### WHAT YOU HAVE TO DO
Leave the pictures out and transcribe every record exactly.

(Entries from a pointing dataset)
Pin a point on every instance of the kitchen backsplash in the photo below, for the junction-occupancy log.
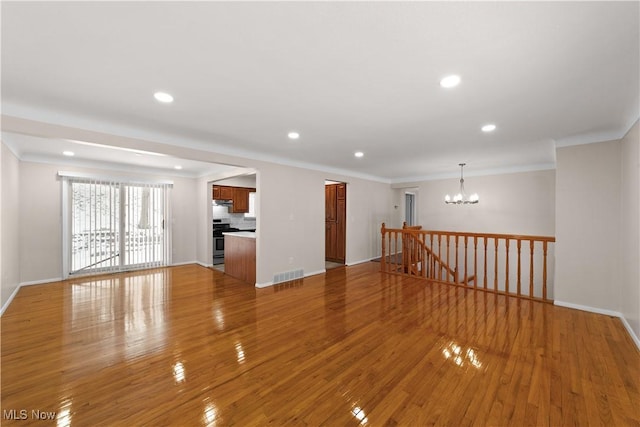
(236, 220)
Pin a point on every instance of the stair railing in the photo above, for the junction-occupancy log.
(483, 261)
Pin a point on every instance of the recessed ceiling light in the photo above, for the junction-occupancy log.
(163, 97)
(450, 81)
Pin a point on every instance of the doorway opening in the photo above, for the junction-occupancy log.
(335, 224)
(410, 208)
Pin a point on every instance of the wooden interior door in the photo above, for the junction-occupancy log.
(335, 222)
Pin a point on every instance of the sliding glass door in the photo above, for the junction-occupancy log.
(114, 226)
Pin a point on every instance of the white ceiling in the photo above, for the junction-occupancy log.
(347, 76)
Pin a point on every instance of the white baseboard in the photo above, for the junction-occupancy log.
(11, 297)
(362, 261)
(634, 337)
(267, 284)
(617, 314)
(41, 282)
(175, 264)
(313, 273)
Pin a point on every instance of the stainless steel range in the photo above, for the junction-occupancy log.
(220, 227)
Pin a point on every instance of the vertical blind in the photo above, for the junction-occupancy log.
(115, 226)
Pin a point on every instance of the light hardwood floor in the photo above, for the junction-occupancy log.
(188, 346)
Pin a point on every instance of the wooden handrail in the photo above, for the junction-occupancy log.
(444, 256)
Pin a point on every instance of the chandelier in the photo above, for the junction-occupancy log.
(461, 198)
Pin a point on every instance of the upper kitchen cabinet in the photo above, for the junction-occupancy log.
(221, 192)
(240, 200)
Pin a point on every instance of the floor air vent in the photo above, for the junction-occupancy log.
(288, 276)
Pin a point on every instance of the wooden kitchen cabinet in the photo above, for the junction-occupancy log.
(222, 192)
(241, 199)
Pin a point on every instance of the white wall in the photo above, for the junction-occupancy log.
(587, 221)
(40, 224)
(9, 202)
(514, 203)
(630, 226)
(239, 181)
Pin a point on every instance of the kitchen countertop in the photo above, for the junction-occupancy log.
(247, 234)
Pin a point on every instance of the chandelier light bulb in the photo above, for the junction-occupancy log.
(461, 198)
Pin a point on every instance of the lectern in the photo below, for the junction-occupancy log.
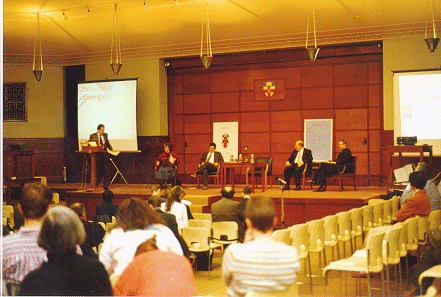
(92, 151)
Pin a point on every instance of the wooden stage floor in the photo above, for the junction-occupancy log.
(300, 206)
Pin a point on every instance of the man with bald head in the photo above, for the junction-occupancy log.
(296, 164)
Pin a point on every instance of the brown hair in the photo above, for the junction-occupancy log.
(261, 211)
(174, 196)
(135, 214)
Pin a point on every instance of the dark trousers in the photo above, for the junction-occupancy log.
(293, 171)
(324, 171)
(205, 170)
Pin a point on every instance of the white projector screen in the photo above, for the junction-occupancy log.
(417, 106)
(112, 103)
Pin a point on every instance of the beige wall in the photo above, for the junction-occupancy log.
(152, 92)
(403, 54)
(44, 102)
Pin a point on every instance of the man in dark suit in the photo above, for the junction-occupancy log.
(103, 160)
(331, 168)
(209, 163)
(170, 221)
(228, 210)
(295, 165)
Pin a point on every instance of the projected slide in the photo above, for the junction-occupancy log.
(418, 106)
(112, 103)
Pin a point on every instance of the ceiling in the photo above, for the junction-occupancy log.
(172, 28)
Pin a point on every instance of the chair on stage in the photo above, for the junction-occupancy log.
(259, 172)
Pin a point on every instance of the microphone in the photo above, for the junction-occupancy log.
(280, 180)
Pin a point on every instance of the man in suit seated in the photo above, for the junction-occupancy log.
(295, 165)
(209, 163)
(331, 168)
(228, 210)
(103, 160)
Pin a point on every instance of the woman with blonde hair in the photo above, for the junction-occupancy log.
(136, 222)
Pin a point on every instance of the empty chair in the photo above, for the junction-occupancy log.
(368, 261)
(300, 240)
(282, 235)
(330, 224)
(344, 230)
(356, 225)
(202, 216)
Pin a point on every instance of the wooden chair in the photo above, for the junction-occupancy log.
(214, 175)
(349, 170)
(263, 174)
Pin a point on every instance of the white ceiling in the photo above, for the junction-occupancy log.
(164, 29)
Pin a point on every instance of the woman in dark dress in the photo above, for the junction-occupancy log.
(66, 272)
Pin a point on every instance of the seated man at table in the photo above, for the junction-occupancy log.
(295, 165)
(209, 163)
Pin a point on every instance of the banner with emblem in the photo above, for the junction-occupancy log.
(226, 137)
(269, 89)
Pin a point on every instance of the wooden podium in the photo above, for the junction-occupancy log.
(92, 151)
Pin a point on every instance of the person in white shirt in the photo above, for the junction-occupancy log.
(173, 205)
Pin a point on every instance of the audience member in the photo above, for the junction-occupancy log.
(228, 210)
(66, 273)
(295, 165)
(419, 203)
(106, 210)
(430, 187)
(156, 273)
(165, 165)
(259, 264)
(21, 253)
(331, 168)
(94, 231)
(209, 163)
(174, 206)
(170, 220)
(135, 223)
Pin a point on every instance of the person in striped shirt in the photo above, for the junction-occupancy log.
(21, 253)
(259, 264)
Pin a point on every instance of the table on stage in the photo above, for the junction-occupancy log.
(233, 165)
(400, 149)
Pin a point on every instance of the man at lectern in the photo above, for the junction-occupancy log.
(103, 160)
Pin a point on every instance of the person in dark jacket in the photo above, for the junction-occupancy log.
(65, 273)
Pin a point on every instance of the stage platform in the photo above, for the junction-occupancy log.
(300, 206)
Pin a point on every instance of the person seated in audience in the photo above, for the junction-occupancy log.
(295, 165)
(94, 231)
(156, 273)
(135, 223)
(430, 187)
(165, 165)
(259, 264)
(65, 273)
(331, 168)
(21, 253)
(209, 163)
(226, 209)
(170, 220)
(419, 203)
(106, 210)
(173, 205)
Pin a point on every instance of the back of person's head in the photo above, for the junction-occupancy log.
(175, 195)
(79, 208)
(227, 192)
(424, 167)
(136, 214)
(247, 190)
(155, 201)
(35, 200)
(418, 179)
(108, 195)
(61, 230)
(261, 212)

### SOLUTION FOR THIS EXERCISE
Pin a point on every instance of the kitchen backsplash in the photo below, for the junction-occupancy log.
(236, 220)
Pin a point on every instance of the stair railing in the photo above, for the junction-occupancy log.
(483, 261)
Pin a point on every instance of the recessed ceiling light in the photo above, for the junction-occupancy log.
(163, 97)
(450, 81)
Pin a point on every instance of the doorway opening in the photo above, for the junction-occupancy log.
(335, 224)
(410, 208)
Pin a point on every instance of the wooden interior door in the photo above, for the junction-occupancy log.
(335, 222)
Pin a point on every instance of the sliding glass door in the photo above, for the junction-occupancy log.
(114, 226)
Pin a point on every instance of the white ceiling in the photo above, for the junction-occupancy log.
(347, 76)
Pin a point on every instance of the white baseboard in the photo above, for the junction-occupancy log.
(11, 297)
(362, 261)
(634, 337)
(267, 284)
(617, 314)
(41, 282)
(175, 264)
(313, 273)
Pin a point on every instance of the stainless steel range in the photo above, for the junction-occupancy log.
(220, 227)
Pin a point on every instance of the vertical blind in the photo above, for the junction-occupancy log.
(115, 226)
Pin a point on every instance of the light hardwood floor in the photo above, for the junction-occupancy log.
(188, 346)
Pin a point on every instance of the wooden handrail in the photo above, for the junction-occupancy log.
(444, 256)
Pin a point on every instance of the chandelier in the photo above, for the junction-occupancy log.
(461, 198)
Pin a point on every instance of the upper kitchen cabinet in the photo above, for the junction-occupancy log.
(221, 192)
(240, 200)
Pin a point on every instance of the floor air vent in the photo above, for the junction-occupancy log.
(288, 276)
Pin a point on every instance of the wooden kitchen cabinet in the photo above, for the junction-occupancy log.
(222, 192)
(241, 199)
Pin a point on every instance of the white wall in the photo above, for the junction-occupancy log.
(587, 221)
(40, 224)
(9, 202)
(514, 203)
(630, 226)
(239, 181)
Pin a point on every instance of the kitchen countertop in the photo above, for the junction-occupancy log.
(247, 234)
Pin a point on every instance of the chandelier light bulb in the photo above, for the junction-occupancy log.
(461, 198)
Pin a point on every instance of the lectern in the photo below, for the junction-occupancy log.
(92, 151)
Pin a point on every instance of the wooden stage floor in the photo above, for the junction-occupancy log.
(300, 206)
Pin a point on every instance of the man with bald head in the photo above, for the junction-occupancy log.
(296, 164)
Pin a point on every instance of the brown hair in the photo above, for the junction-occupancy log.
(261, 211)
(174, 196)
(135, 214)
Pin a point on every instance of the dark trousers in the photo above, for the junction-occupancy log.
(293, 171)
(324, 171)
(205, 170)
Pin a point on every instance of the white projector screen in the photo above, for the junction-occupancy log.
(417, 106)
(112, 103)
Pin a point on every instance of the beige wall in the photo above, for the junction-occupancy log.
(152, 92)
(403, 54)
(44, 102)
Pin a point on every instance of the man in dark suit in the photo above, for the junction-occupancy log.
(103, 160)
(331, 168)
(209, 163)
(170, 221)
(228, 210)
(295, 165)
Pin a point on every instance of the projected slide in the photo above, for the junction-occupancy log.
(418, 106)
(112, 103)
Pin a point on every instance of the ceiling in the photo above, for the junction-occupancy log.
(172, 28)
Pin a point on every instance of the chair on stage in the photo above, for the junction-occupancy log.
(259, 172)
Pin a point on every instance of the microphone in the photo above, for the junction-occupancy log.
(280, 180)
Pin a point on every instance of the man in suit seated in the photo above, for the junction-occupancy log.
(295, 165)
(209, 163)
(331, 168)
(228, 210)
(103, 160)
Pin a point on every instance of the woman with blonde hair in the photo above, for the junction-occupancy log.
(136, 222)
Pin a point on every instance of the empty chair in the photo above, for the junction-occupancy log.
(368, 261)
(300, 240)
(282, 235)
(330, 224)
(344, 230)
(356, 225)
(202, 216)
Pin a point on every instance of the wooden chair in the photo above, for the junction-occupancy log.
(214, 175)
(349, 170)
(263, 174)
Pin a point on every instance of the white ceiling in the photo above, for the junction-occupancy log.
(164, 29)
Pin a point on every instance of the woman in dark dress in the photo above, for the junction-occupancy log.
(66, 272)
Pin a point on every instance of the seated man at table in the photo above, for the junction-occupancy log.
(295, 165)
(209, 163)
Pin a point on every instance of the banner with emblem in the photo above, for the junction-occupancy log.
(226, 137)
(269, 89)
Pin a point on every instance of the wooden podium in the photo above, for the junction-occupancy log.
(92, 151)
Pin a point on every instance of the person in white shirt in the photo above, for the junction-occupancy log.
(173, 205)
Pin a point on every instance of the audience member in the photo above, for the junction-occupancy log.
(228, 210)
(66, 273)
(295, 165)
(419, 203)
(106, 210)
(430, 187)
(156, 273)
(165, 165)
(259, 264)
(21, 253)
(331, 168)
(94, 231)
(209, 163)
(174, 206)
(170, 220)
(135, 223)
Pin a point on every instance of the person in striped shirt in the photo above, for the junction-occupancy log.
(21, 253)
(259, 264)
Pin a point on every instance of the table on stage in the photo above, for the junction-occupancy log.
(233, 165)
(400, 149)
Pin a point on every instance of the man at lectern in the photo above, for the junction-occupancy log.
(103, 160)
Pin a point on every instance of the person in dark jacket in the photo above, for the junction-occupancy log.
(65, 273)
Pin a point on every instance of the stage platform in the photo above, for the junction-occupancy log.
(300, 206)
Pin a point on every instance of the person seated in audience in the photo above, for the junction-occupancy log.
(295, 165)
(94, 231)
(156, 273)
(135, 223)
(430, 187)
(165, 165)
(259, 264)
(65, 273)
(331, 168)
(21, 253)
(209, 163)
(226, 209)
(170, 220)
(419, 203)
(106, 210)
(173, 205)
Pin a point on every instance of the back of person's head in the photo above, for the junction-occupancy log.
(175, 195)
(79, 208)
(227, 192)
(424, 167)
(136, 214)
(247, 190)
(155, 201)
(35, 200)
(418, 179)
(108, 195)
(61, 230)
(261, 212)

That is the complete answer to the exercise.